Work task → Extract the passage of the Fantastic Four review from "If these interpersonal" up to and including "calling, to perform.", word for word.

In short order, Ben is dumped by his wife, who apparently doesn’t like the idea of going to bed with a chunk of masonry. Sue also breaks up with Victor and tries to rekindle her old romance with Reed, who, nerd that he is, scarcely notices. Ben and Johnny become a couple of another kind, alternating between playful squabbling and threats upon each other’s life. Victor’s corporate empire, meanwhile, begins dissolving, thanks to the fiasco in space, making him very unhappy with all of our heroes and with Reed in particular.

If these interpersonal complications sound a tad tedious, that’s because they are. Worse, they consume so much of the film’s attention that it has little time for anything else. Remarkably, “Fantastic Four” contains only two major action sequences -the first an apocalyptic traffic intervention on the Brooklyn Bridge, and the second the final (as in, “finally!”) battle between the Fantastic Four and Dr. Doom. In the long stretch between these scenes, Reed tries to build a machine that will reverse everyone’s mutations, Johnny shows off at a motorcycle stunt show, and various characters brood, bicker, and woo one another. Conspicuously absent in the midst of all this self-actualization are the crime-fighting and life-saving duties most superheroes feel an obligation, if not a calling, to perform.

This overemphasis on melodrama wouldn’t be so bad if, like “Spider-Man” or “Batman Begins,” the movie showed any aptitude for developing rich characters or interesting relationships. But it doesn’t. From the beginning, “Fantastic Four” lays out the fraught connections between its protagonists with all the subtlety of a flow chart. The screenplay, by Michael France and Mark Frost, is riddled with arduous dialogue and implausible twists, and is nudged along by director Tim Story (“Barbershop”) with a nonchalance bordering on apathy.

A strong cast might have been able to untangle some of this muddle, but “Fantastic Four” boasts a decidedly mixed bag. As Ben Grimm, Michael Chiklis (from TV’s “The Shield”) is solid in every sense of the word, his “Thing” costume the one memorable sight in a film otherwise characterized by second-tier visual effects. Chris Evans brings some of the easy charisma he showed in “Cellular” to the role of Johnny Storm, but the script overplays his hotshot, showboating personality to such a degree that the charm soon wears thin. Welshman Mr. Gruffudd, who played Horatio Hornblower for the BBC and Lancelot in last year’s peculiar “King Arthur,” is adequate but resolutely forgettable as stretchy scientist Reed Richards.

Data for analysis →
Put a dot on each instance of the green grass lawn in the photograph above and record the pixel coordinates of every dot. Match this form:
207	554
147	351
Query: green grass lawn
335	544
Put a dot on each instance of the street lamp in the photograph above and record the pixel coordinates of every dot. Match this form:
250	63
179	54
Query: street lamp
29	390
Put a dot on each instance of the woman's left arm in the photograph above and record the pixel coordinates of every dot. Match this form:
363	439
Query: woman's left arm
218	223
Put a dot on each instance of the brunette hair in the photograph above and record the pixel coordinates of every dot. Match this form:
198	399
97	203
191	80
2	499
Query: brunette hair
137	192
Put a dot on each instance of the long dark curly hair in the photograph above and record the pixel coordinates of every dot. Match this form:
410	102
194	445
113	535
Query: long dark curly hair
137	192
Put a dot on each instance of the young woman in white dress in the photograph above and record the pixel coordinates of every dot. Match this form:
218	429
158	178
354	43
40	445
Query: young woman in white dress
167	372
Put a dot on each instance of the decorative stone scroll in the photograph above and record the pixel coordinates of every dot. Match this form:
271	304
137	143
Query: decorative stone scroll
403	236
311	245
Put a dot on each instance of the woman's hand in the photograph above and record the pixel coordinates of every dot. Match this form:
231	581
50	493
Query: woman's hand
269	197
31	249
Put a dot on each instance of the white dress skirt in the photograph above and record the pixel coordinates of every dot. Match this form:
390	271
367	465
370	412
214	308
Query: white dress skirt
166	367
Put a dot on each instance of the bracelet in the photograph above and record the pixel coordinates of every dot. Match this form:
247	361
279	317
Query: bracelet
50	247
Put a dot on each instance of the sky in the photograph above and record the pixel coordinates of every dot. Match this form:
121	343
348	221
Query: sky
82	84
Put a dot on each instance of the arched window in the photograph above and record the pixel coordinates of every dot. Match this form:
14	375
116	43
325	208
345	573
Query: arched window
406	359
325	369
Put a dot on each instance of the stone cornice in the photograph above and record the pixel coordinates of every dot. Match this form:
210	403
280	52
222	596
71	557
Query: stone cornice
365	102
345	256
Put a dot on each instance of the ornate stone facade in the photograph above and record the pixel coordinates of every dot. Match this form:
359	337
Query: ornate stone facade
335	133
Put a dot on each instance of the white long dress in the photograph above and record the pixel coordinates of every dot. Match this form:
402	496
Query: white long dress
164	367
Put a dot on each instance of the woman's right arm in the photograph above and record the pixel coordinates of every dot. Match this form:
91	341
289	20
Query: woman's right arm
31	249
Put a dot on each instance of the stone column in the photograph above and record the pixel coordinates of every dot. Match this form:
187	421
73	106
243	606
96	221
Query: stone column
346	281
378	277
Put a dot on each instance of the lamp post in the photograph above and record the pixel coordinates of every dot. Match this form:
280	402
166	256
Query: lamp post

Expected answer →
If these interpersonal complications sound a tad tedious, that’s because they are. Worse, they consume so much of the film’s attention that it has little time for anything else. Remarkably, “Fantastic Four” contains only two major action sequences -the first an apocalyptic traffic intervention on the Brooklyn Bridge, and the second the final (as in, “finally!”) battle between the Fantastic Four and Dr. Doom. In the long stretch between these scenes, Reed tries to build a machine that will reverse everyone’s mutations, Johnny shows off at a motorcycle stunt show, and various characters brood, bicker, and woo one another. Conspicuously absent in the midst of all this self-actualization are the crime-fighting and life-saving duties most superheroes feel an obligation, if not a calling, to perform.